**Required work:**
Go line by line through the data below and count those with the string "black". Give the number only.

**Dataset content:**
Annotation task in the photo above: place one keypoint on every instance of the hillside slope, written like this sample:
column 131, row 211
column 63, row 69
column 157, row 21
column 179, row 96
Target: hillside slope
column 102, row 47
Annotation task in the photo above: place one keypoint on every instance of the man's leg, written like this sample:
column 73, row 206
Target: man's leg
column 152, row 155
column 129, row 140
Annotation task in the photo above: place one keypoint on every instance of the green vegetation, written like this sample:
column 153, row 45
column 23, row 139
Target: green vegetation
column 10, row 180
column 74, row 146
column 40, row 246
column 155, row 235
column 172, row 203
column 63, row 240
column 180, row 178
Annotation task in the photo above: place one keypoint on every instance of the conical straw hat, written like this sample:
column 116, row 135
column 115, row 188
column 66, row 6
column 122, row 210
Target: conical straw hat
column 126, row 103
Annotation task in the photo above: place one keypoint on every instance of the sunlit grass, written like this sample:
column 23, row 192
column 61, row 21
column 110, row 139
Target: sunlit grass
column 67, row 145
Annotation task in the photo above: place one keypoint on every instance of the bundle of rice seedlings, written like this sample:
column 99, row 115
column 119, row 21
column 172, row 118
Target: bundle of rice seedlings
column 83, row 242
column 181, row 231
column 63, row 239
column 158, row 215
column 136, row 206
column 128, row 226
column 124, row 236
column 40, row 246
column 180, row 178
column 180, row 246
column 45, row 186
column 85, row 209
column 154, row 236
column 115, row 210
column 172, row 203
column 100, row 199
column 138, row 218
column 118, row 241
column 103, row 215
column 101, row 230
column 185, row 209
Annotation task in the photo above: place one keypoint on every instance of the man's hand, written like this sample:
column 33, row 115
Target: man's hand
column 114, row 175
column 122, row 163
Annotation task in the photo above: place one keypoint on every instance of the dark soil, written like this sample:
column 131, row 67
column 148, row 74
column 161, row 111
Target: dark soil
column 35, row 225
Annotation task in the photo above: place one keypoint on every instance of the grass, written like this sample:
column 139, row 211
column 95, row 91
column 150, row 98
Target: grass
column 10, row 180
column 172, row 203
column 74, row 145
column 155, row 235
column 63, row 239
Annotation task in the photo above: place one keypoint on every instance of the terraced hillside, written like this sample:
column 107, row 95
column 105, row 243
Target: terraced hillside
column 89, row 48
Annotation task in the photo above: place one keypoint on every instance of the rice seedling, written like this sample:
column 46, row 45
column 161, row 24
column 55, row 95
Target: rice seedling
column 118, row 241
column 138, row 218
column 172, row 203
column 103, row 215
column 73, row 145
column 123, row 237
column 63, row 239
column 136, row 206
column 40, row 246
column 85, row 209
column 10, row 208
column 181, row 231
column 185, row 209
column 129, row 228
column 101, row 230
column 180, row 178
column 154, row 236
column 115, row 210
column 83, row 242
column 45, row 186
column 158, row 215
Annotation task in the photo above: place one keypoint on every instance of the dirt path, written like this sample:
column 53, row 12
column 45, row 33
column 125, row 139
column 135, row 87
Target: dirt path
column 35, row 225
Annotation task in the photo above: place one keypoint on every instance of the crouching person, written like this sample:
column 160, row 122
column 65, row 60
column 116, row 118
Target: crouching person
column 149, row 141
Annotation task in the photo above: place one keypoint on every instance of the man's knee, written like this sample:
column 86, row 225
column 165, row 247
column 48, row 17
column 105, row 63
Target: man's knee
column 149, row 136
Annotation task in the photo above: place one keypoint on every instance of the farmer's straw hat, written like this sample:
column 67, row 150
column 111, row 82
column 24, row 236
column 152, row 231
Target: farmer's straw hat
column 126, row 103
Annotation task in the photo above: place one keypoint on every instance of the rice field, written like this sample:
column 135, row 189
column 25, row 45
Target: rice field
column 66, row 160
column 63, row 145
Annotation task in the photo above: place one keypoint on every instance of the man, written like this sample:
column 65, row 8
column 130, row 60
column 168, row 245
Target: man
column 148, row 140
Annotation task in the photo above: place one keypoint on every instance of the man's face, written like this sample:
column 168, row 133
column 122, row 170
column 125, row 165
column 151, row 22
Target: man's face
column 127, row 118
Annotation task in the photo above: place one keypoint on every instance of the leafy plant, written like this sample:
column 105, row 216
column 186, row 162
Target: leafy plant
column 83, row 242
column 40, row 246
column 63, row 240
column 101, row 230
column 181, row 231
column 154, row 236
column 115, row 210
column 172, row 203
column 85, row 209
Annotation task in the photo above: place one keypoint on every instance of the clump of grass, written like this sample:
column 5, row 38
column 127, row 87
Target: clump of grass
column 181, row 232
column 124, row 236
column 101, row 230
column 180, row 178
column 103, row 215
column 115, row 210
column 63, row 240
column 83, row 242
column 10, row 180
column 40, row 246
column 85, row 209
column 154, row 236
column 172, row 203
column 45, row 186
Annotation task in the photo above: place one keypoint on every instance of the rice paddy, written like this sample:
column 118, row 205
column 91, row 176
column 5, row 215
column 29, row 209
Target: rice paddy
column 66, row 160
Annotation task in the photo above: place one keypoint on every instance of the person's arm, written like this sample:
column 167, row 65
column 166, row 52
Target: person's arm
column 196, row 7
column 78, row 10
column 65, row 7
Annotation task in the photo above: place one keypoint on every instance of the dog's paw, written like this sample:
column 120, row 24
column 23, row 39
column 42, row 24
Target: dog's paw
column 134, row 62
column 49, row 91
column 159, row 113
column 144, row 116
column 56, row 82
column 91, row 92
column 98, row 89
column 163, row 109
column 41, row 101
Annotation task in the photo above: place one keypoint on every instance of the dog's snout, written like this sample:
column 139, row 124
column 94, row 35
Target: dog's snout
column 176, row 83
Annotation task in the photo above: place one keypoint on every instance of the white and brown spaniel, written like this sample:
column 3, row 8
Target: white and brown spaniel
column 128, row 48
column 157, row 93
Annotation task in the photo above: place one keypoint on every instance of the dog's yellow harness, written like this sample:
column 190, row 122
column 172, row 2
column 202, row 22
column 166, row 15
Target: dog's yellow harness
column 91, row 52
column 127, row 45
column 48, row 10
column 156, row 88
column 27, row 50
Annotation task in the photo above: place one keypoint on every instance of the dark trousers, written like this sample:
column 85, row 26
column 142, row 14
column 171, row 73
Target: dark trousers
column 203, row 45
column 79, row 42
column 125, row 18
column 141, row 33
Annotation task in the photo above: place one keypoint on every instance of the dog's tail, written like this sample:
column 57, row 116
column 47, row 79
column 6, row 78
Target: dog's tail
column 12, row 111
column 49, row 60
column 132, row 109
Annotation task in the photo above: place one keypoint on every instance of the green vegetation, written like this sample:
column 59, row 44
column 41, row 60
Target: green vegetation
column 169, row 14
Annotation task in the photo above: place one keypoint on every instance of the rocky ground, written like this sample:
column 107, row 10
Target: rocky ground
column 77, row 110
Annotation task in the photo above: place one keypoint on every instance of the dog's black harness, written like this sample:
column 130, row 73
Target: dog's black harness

**Task solution:**
2